DATA FOR REVIEW Start Marker

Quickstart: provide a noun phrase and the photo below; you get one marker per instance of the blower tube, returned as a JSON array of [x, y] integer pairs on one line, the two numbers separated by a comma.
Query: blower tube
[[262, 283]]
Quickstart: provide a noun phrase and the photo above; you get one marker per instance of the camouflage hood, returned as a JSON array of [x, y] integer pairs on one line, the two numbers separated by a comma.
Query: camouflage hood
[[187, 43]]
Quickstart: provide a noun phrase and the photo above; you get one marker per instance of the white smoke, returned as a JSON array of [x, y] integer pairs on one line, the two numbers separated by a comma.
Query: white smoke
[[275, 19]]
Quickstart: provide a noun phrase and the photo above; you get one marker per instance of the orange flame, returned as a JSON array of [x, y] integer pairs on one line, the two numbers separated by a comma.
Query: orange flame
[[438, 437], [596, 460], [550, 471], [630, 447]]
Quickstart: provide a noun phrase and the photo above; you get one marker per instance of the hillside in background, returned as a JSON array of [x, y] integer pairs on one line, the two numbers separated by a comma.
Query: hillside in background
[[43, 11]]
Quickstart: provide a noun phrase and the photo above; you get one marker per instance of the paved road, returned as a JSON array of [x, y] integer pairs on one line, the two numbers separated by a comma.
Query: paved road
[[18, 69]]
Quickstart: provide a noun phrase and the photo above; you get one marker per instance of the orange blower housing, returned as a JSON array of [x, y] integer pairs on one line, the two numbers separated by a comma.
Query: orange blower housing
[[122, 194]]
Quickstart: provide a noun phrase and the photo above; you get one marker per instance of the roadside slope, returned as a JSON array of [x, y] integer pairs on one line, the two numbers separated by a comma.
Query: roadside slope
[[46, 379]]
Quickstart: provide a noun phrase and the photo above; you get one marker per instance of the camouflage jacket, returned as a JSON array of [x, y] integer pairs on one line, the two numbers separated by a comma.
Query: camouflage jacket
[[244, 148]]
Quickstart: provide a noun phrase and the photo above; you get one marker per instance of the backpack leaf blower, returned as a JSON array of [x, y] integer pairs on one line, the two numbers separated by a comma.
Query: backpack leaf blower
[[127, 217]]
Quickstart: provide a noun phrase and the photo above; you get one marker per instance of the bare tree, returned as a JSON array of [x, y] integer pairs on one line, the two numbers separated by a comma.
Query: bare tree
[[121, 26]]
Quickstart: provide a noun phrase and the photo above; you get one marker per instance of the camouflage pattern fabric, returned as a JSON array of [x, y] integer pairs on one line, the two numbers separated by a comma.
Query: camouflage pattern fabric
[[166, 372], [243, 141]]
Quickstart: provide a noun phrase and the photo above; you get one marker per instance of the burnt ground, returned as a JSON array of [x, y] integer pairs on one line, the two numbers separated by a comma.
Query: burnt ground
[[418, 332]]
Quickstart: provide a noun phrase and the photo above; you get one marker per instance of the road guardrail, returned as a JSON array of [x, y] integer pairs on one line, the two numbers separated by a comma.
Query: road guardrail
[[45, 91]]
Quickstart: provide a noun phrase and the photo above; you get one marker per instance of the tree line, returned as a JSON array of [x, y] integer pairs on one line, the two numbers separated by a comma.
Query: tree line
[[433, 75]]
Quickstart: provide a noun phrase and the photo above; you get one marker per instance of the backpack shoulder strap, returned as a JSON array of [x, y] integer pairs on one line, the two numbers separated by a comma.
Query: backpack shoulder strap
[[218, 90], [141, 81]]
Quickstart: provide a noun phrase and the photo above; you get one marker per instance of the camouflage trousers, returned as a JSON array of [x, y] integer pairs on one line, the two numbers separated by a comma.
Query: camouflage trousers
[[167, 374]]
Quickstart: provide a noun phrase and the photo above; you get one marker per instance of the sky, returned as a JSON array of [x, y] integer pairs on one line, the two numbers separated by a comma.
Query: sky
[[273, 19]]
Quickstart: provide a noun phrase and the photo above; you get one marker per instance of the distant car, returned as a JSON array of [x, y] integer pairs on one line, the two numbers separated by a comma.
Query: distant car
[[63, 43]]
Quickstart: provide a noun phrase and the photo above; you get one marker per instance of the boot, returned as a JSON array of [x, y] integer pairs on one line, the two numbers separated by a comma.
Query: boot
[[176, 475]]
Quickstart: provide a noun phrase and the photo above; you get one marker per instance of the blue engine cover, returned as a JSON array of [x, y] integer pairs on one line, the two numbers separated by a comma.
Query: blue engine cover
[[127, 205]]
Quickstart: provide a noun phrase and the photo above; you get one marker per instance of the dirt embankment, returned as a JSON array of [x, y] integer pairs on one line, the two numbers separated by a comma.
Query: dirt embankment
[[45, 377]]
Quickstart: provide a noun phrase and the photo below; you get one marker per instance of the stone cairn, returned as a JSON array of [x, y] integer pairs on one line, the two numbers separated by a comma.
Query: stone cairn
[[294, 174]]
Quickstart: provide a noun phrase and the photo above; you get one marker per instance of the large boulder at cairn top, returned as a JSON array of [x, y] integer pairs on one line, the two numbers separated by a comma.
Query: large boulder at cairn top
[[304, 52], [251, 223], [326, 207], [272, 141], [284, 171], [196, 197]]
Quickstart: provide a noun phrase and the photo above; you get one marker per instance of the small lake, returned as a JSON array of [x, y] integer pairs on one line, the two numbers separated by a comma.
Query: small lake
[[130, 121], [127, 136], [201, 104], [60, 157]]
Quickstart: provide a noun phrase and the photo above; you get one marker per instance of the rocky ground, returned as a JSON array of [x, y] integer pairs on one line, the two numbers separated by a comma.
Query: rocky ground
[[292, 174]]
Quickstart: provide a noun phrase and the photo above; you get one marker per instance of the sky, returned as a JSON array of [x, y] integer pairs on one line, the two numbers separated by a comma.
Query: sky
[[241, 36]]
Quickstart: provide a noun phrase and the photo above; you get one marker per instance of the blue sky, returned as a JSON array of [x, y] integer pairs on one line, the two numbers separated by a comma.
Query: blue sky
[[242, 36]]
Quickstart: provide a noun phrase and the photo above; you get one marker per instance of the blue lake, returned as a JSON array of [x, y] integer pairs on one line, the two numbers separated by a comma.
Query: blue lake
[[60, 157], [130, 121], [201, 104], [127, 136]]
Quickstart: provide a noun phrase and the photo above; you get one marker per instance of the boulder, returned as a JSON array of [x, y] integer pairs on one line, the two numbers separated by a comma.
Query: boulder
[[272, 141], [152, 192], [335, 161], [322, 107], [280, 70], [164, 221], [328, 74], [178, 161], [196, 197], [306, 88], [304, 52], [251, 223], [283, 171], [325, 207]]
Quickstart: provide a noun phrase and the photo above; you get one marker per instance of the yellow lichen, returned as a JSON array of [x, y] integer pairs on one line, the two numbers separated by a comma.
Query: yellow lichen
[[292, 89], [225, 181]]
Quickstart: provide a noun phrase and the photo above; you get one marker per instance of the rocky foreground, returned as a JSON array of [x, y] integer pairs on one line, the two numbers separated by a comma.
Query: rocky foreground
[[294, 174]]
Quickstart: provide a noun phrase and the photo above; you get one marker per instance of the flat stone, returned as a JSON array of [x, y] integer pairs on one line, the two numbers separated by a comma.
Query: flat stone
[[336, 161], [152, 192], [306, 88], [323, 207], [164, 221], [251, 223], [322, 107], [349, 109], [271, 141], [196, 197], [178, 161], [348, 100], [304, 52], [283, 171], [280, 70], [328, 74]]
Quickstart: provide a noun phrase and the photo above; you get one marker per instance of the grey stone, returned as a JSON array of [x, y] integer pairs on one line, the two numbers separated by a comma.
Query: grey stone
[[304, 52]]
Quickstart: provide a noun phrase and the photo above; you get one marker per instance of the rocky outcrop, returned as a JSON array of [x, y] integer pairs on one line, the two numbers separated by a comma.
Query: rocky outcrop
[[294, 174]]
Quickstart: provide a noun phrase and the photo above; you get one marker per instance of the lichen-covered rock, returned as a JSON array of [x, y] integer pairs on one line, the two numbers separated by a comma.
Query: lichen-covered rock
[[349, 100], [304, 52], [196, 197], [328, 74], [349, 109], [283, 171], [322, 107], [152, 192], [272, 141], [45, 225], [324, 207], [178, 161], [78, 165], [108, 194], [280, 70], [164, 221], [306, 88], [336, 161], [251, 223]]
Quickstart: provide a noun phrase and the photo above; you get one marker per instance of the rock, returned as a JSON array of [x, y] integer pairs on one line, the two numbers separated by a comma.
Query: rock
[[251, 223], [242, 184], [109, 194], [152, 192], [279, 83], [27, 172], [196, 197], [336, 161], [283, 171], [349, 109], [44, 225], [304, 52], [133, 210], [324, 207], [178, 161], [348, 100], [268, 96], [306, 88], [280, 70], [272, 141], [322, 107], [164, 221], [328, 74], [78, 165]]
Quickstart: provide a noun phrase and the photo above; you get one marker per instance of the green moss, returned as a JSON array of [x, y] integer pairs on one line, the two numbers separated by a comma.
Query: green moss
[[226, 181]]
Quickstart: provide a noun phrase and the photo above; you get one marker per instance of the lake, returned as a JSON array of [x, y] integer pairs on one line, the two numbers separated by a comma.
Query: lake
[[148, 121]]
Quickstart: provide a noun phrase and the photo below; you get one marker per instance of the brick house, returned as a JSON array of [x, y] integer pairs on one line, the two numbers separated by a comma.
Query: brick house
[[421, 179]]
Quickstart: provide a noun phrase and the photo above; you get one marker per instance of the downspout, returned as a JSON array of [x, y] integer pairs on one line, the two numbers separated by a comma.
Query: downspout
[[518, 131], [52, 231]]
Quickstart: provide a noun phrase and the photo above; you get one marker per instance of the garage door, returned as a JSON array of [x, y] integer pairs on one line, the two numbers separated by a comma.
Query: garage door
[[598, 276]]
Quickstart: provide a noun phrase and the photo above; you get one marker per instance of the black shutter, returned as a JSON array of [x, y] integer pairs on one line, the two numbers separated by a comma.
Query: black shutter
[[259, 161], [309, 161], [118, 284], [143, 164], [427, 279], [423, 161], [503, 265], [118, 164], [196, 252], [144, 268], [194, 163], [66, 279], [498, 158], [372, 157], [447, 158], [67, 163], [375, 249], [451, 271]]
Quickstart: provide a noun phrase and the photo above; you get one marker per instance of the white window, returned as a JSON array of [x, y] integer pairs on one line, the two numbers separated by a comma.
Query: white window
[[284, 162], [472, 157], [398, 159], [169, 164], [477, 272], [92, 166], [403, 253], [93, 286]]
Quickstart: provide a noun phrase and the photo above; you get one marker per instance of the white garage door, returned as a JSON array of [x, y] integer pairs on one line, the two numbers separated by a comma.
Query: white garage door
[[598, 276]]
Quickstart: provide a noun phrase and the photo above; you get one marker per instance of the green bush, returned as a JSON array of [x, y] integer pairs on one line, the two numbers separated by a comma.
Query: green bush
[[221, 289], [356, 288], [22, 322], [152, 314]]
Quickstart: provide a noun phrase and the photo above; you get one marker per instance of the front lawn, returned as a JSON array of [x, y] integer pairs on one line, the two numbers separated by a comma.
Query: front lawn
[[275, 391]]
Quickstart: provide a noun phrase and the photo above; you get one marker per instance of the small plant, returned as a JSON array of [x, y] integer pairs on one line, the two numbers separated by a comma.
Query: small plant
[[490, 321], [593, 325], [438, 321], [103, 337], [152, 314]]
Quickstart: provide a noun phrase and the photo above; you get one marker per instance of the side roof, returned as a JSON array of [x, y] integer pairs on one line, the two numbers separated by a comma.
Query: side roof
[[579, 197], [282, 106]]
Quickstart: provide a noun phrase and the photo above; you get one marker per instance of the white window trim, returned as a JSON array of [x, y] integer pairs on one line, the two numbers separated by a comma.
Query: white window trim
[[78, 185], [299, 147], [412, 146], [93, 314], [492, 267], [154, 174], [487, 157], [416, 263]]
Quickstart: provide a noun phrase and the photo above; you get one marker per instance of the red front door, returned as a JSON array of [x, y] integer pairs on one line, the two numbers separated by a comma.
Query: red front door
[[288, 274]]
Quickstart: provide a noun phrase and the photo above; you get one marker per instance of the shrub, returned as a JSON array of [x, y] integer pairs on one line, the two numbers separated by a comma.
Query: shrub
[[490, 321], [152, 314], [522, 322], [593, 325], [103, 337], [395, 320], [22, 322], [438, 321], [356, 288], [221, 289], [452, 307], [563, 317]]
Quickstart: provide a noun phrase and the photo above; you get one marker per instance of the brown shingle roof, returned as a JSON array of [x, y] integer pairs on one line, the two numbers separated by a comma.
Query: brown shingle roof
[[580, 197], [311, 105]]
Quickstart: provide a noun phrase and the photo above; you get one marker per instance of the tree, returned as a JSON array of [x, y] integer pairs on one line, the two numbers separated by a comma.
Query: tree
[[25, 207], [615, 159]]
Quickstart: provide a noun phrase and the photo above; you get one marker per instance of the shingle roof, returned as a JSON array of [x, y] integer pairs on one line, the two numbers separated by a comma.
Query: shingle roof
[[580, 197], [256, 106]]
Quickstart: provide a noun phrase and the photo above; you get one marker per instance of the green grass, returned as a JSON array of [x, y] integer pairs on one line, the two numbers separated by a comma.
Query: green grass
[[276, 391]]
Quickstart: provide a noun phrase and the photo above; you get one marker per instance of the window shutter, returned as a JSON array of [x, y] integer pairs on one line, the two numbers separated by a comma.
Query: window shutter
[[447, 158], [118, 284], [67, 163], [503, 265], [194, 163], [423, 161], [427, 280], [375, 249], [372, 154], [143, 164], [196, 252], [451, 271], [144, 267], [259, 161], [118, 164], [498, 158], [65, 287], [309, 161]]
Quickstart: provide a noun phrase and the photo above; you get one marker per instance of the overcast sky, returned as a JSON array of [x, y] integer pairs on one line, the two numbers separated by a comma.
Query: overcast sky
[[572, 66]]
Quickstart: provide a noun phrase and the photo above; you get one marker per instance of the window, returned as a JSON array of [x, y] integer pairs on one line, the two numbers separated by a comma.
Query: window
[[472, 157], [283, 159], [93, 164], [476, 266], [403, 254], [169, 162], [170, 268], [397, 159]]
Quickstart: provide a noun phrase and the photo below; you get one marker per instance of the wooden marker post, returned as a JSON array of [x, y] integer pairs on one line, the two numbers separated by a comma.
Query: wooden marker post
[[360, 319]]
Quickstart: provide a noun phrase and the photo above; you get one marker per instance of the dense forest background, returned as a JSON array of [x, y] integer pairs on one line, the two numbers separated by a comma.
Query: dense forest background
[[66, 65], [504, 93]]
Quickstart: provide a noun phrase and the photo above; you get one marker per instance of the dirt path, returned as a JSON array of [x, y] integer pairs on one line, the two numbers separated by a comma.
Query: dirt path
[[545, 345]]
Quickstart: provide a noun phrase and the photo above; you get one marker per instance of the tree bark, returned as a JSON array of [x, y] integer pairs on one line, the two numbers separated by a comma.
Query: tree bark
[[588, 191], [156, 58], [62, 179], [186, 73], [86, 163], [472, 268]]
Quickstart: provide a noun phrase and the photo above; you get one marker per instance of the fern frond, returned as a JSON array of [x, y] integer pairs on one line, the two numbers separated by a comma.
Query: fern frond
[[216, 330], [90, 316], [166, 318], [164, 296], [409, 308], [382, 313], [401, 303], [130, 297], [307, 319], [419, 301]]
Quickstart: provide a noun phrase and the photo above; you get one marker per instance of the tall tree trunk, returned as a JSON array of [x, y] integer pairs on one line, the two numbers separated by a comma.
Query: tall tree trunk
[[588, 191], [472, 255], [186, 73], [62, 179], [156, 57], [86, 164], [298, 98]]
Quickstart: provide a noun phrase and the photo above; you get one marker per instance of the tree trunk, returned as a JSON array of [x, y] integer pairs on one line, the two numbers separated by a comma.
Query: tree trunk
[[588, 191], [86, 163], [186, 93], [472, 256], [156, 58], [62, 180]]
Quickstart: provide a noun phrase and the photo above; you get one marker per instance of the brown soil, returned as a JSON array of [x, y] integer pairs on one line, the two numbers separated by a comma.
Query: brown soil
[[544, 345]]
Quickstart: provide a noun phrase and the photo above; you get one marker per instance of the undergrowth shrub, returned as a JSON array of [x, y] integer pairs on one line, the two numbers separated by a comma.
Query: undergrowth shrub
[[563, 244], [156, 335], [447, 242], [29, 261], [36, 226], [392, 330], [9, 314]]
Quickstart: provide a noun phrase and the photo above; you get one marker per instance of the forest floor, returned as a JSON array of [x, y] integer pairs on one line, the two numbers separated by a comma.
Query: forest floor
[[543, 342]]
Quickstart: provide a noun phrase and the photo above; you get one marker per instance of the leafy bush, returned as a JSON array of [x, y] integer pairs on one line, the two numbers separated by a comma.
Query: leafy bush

DATA FOR REVIEW End Marker

Task for the records above: copy every line in which the word "leafy" occurs.

RESPONSE:
Quickstart: provide a noun phrase and the photo above; you get one marker per instance of the leafy bush, returned as a JSON array of [x, y] integer pairs on one line, the two numbers separated by a comma.
Query: leafy bush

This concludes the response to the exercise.